> [Task objective]: What date does the Form 8-K cover page below give as the date of the earliest event reported?

> [Provided passage]:
SECURITIES AND EXCHANGE COMMISSION

Washington, D.C. 20549

 

FORM 8-K

 

CURRENT REPORT

 

Pursuant to Section 13 OR 15(d) of The Securities Exchange Act of 1934

 

Date of Report (Date of earliest event reported): December 7, 2021

 

Aditxt, Inc.

(Exact name of registrant as specified in its charter)

 

Delaware   001-39336   82-3204328
(State or other jurisdiction
of incorporation)
  (Commission File Number)   (IRS Employer
Identification No.)

 

737 N. Fifth Street, Suite 200 Richmond, VA   23219
(Address of principal executive offices)   (Zip Code)

 

Registrant’s telephone number, including area code: (650) 870-1200

 

N/A

(Former name or former address, if changed since last report)

 

Check the appropriate box below if the Form 8-K filing is intended to simultaneously satisfy the filing obligation of the registrant under any of the following provisions (see General Instruction A.2. below):

 

Written communications pursuant to Rule 425 under the Securities Act (17 CFR 230.425)

> [Data section]:

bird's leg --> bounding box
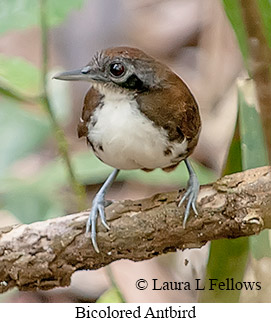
[86,169,119,252]
[178,159,200,228]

> [Answer in full]: December 7, 2021